--- Written task ---
Can you retype every line of the data below word for word, leaving the pictures out?

[Data listing]
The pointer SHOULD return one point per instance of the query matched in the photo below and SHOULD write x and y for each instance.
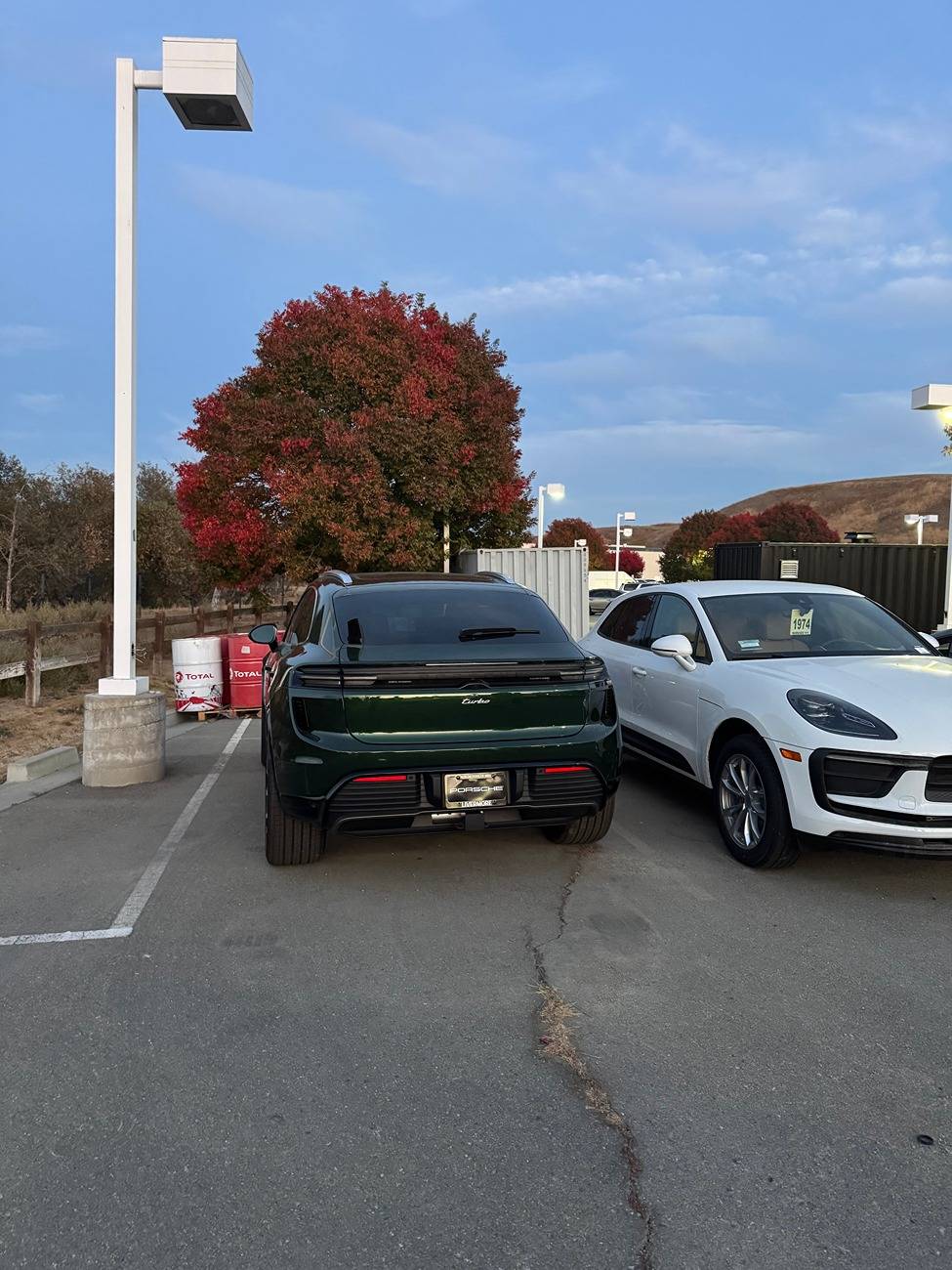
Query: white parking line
(141, 893)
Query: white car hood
(910, 694)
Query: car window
(300, 621)
(674, 616)
(627, 621)
(807, 623)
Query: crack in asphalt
(557, 1037)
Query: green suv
(404, 702)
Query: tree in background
(630, 562)
(364, 420)
(565, 531)
(795, 522)
(741, 528)
(686, 558)
(56, 537)
(689, 553)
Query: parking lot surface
(346, 1065)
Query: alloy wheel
(743, 801)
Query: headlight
(830, 714)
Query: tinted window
(300, 621)
(452, 614)
(807, 623)
(674, 616)
(627, 621)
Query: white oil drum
(197, 669)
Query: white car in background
(811, 711)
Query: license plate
(475, 788)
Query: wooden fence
(92, 643)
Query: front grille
(565, 786)
(938, 783)
(859, 776)
(377, 799)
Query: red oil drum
(241, 660)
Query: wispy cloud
(275, 208)
(458, 159)
(722, 337)
(39, 402)
(20, 338)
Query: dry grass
(58, 720)
(555, 1017)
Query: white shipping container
(559, 574)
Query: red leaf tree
(364, 419)
(795, 522)
(630, 562)
(563, 532)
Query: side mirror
(265, 634)
(677, 647)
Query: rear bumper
(534, 799)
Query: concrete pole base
(123, 740)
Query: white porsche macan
(810, 710)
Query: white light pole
(208, 85)
(938, 397)
(918, 520)
(620, 517)
(555, 490)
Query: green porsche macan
(405, 702)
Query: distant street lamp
(208, 87)
(620, 517)
(555, 490)
(915, 519)
(938, 397)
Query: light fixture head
(931, 397)
(207, 83)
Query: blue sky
(714, 239)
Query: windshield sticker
(800, 623)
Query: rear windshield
(807, 623)
(385, 616)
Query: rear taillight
(316, 677)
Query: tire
(752, 807)
(588, 828)
(287, 841)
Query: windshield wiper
(493, 631)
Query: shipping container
(909, 580)
(559, 574)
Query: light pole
(918, 520)
(555, 490)
(620, 517)
(208, 85)
(938, 397)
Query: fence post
(33, 664)
(159, 646)
(105, 643)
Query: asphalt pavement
(346, 1065)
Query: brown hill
(875, 504)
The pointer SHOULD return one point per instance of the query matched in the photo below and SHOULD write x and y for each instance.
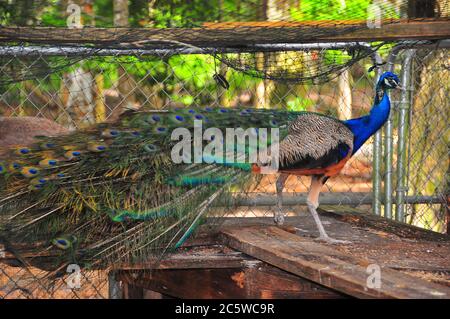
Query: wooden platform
(251, 258)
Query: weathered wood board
(326, 265)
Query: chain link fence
(77, 88)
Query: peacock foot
(332, 241)
(279, 219)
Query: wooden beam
(241, 36)
(326, 266)
(262, 282)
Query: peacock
(119, 192)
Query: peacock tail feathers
(112, 193)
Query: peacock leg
(278, 215)
(313, 202)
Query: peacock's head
(389, 80)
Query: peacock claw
(279, 219)
(332, 241)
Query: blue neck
(364, 127)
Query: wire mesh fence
(77, 88)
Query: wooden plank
(262, 282)
(227, 37)
(195, 258)
(325, 265)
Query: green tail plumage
(112, 193)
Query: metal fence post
(403, 107)
(377, 157)
(388, 141)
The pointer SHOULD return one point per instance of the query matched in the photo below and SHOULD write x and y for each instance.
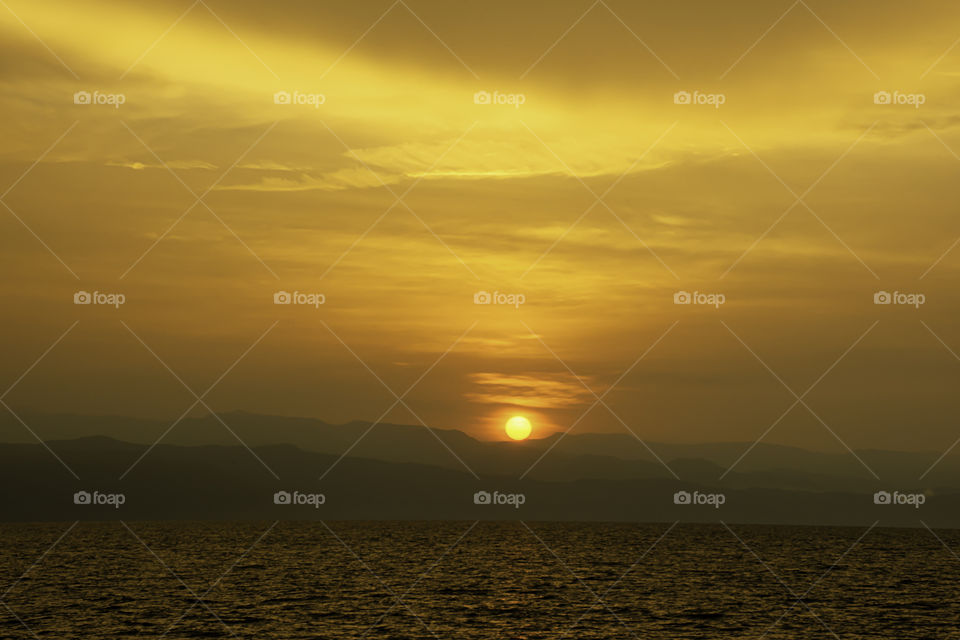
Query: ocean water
(483, 580)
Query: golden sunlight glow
(518, 428)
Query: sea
(483, 580)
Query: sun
(518, 428)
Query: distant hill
(218, 482)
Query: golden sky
(399, 198)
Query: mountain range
(204, 469)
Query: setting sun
(518, 428)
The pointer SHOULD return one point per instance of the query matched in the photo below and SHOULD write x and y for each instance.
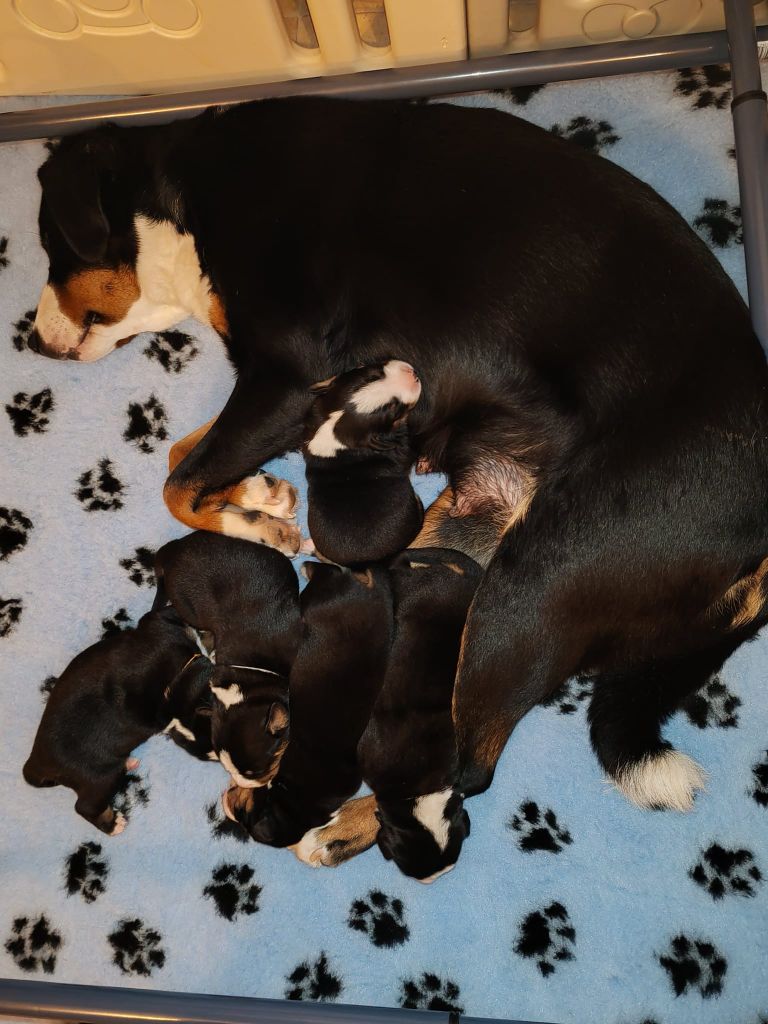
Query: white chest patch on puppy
(430, 812)
(228, 695)
(242, 781)
(176, 726)
(325, 444)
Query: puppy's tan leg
(352, 829)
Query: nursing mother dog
(591, 383)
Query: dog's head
(366, 408)
(251, 723)
(116, 258)
(423, 836)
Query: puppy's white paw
(667, 780)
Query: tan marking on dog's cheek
(111, 293)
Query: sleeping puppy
(408, 754)
(248, 597)
(347, 633)
(109, 700)
(361, 507)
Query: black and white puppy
(248, 597)
(408, 754)
(346, 636)
(361, 507)
(111, 698)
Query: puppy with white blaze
(361, 506)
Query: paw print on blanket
(136, 948)
(10, 614)
(14, 531)
(381, 918)
(431, 992)
(99, 489)
(539, 830)
(119, 622)
(567, 697)
(221, 826)
(140, 567)
(593, 135)
(85, 872)
(146, 424)
(719, 223)
(23, 330)
(760, 774)
(547, 937)
(34, 944)
(232, 891)
(721, 871)
(172, 349)
(694, 964)
(313, 981)
(29, 413)
(709, 86)
(714, 705)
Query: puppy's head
(423, 836)
(104, 258)
(365, 409)
(250, 725)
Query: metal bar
(97, 1005)
(751, 132)
(428, 80)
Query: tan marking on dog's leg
(180, 449)
(351, 830)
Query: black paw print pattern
(593, 135)
(719, 223)
(709, 86)
(431, 992)
(760, 774)
(136, 948)
(221, 826)
(10, 614)
(696, 965)
(133, 793)
(116, 624)
(85, 872)
(146, 424)
(14, 531)
(98, 488)
(567, 698)
(232, 891)
(547, 937)
(721, 871)
(23, 330)
(140, 567)
(29, 413)
(714, 705)
(313, 981)
(381, 918)
(172, 349)
(539, 829)
(34, 944)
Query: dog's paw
(263, 493)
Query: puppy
(108, 701)
(361, 507)
(248, 597)
(347, 633)
(408, 754)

--- Answer to the exercise ---
The pointer SHOULD return one point per instance of the query matched in the photo below and SHOULD write x and y for each instance.
Query: white parking line
(141, 893)
Query: white car hood
(910, 694)
Query: car window
(300, 621)
(674, 616)
(627, 621)
(807, 623)
Query: crack in asphalt
(557, 1037)
Query: green suv
(404, 702)
Query: tree in background
(630, 562)
(364, 420)
(565, 531)
(795, 522)
(741, 528)
(686, 558)
(56, 537)
(689, 553)
Query: parking lot surface
(346, 1065)
Query: alloy wheel
(743, 801)
Query: headlight
(830, 714)
Query: tinted window
(300, 621)
(452, 614)
(807, 623)
(674, 616)
(627, 621)
Query: white oil drum
(197, 669)
Query: white car in background
(811, 711)
Query: license plate
(475, 788)
Query: wooden fence
(92, 643)
Query: front grille
(565, 786)
(938, 783)
(859, 776)
(377, 799)
Query: red oil drum
(241, 660)
Query: wispy cloud
(275, 208)
(458, 159)
(722, 337)
(39, 402)
(20, 338)
Query: dry grass
(58, 720)
(555, 1017)
Query: white shipping container
(559, 574)
Query: red leaf tree
(364, 419)
(795, 522)
(630, 562)
(563, 532)
Query: side mirror
(265, 634)
(677, 647)
Query: rear bumper
(534, 799)
Query: concrete pole base
(123, 740)
Query: white porsche macan
(810, 710)
Query: white light pole
(208, 85)
(938, 397)
(918, 520)
(620, 517)
(555, 490)
Query: green porsche macan
(405, 702)
Query: distant street lamp
(208, 87)
(620, 517)
(555, 490)
(915, 519)
(938, 397)
Query: light fixture head
(931, 397)
(207, 83)
Query: blue sky
(714, 239)
Query: windshield sticker
(800, 623)
Query: rear windshield
(807, 623)
(385, 616)
Query: rear taillight
(316, 677)
Query: tire
(752, 807)
(588, 828)
(287, 841)
Query: windshield wiper
(493, 631)
Query: shipping container
(909, 580)
(559, 574)
Query: light pole
(918, 520)
(555, 490)
(620, 517)
(208, 85)
(938, 397)
Query: fence post
(33, 664)
(159, 646)
(105, 643)
Query: asphalt pavement
(346, 1065)
Query: brown hill
(875, 504)
The pointer SHOULD return one point per instance of the query matched in the photo below and SHOULD write x and y for each instance.
Query: wooden platform
(251, 258)
Query: weathered wood board
(326, 265)
Query: chain link fence
(77, 88)
Query: peacock foot
(332, 241)
(279, 219)
Query: wooden beam
(241, 36)
(326, 266)
(262, 282)
Query: peacock
(119, 192)
Query: peacock tail feathers
(112, 193)
Query: peacock leg
(278, 215)
(313, 202)
Query: peacock's head
(389, 80)
Query: peacock claw
(279, 219)
(332, 241)
Query: blue neck
(364, 127)
Query: wire mesh fence
(77, 88)
Query: wooden plank
(262, 282)
(227, 37)
(195, 258)
(325, 265)
Query: green tail plumage
(112, 193)
Query: metal fence post
(403, 107)
(377, 157)
(388, 141)
The pointer SHOULD return one point per instance of the query matched in the photo below and SHOULD write x and y for each instance.
Query: ocean water
(483, 580)
Query: golden sunlight glow
(518, 428)
Query: sea
(483, 580)
Query: sun
(518, 428)
Query: distant hill
(218, 482)
Query: golden sky
(399, 198)
Query: mountain range
(204, 469)
Query: setting sun
(518, 428)
The pointer SHOULD return one point per instance of the query matched in the photo below and SHOULD write x and y for each instance.
Query: white chest patch on puppy
(430, 812)
(228, 695)
(242, 781)
(176, 726)
(325, 444)
Query: puppy's tan leg
(352, 829)
Query: nursing mother dog
(591, 383)
Query: dog's head
(366, 408)
(251, 723)
(116, 258)
(423, 836)
Query: puppy's white paw
(667, 780)
Query: tan marking on dog's cheek
(111, 293)
Query: sleeping puppy
(408, 754)
(248, 597)
(347, 633)
(109, 700)
(361, 507)
Query: black and white puppy
(248, 597)
(408, 754)
(346, 636)
(361, 507)
(111, 698)
Query: puppy with white blaze
(361, 506)
Query: paw print on blanket
(136, 948)
(10, 614)
(14, 531)
(381, 918)
(431, 992)
(99, 489)
(539, 830)
(119, 622)
(567, 697)
(221, 826)
(140, 567)
(593, 135)
(85, 872)
(146, 424)
(719, 223)
(23, 330)
(760, 774)
(547, 937)
(34, 944)
(232, 891)
(721, 871)
(172, 349)
(694, 964)
(313, 981)
(29, 413)
(709, 86)
(714, 705)
Query: puppy's head
(423, 836)
(104, 258)
(365, 409)
(250, 725)
Query: metal bar
(97, 1005)
(751, 132)
(428, 80)
Query: tan marking on dog's leg
(180, 449)
(351, 830)
Query: black paw print pattern
(593, 135)
(719, 223)
(709, 86)
(431, 992)
(760, 774)
(136, 948)
(221, 826)
(10, 614)
(696, 965)
(133, 793)
(116, 624)
(85, 872)
(146, 424)
(14, 531)
(98, 488)
(567, 698)
(232, 891)
(547, 937)
(721, 871)
(23, 330)
(140, 567)
(29, 413)
(714, 705)
(313, 981)
(381, 918)
(172, 349)
(539, 829)
(34, 944)
Query: dog's paw
(263, 493)
Query: puppy
(108, 701)
(361, 507)
(248, 597)
(347, 633)
(408, 754)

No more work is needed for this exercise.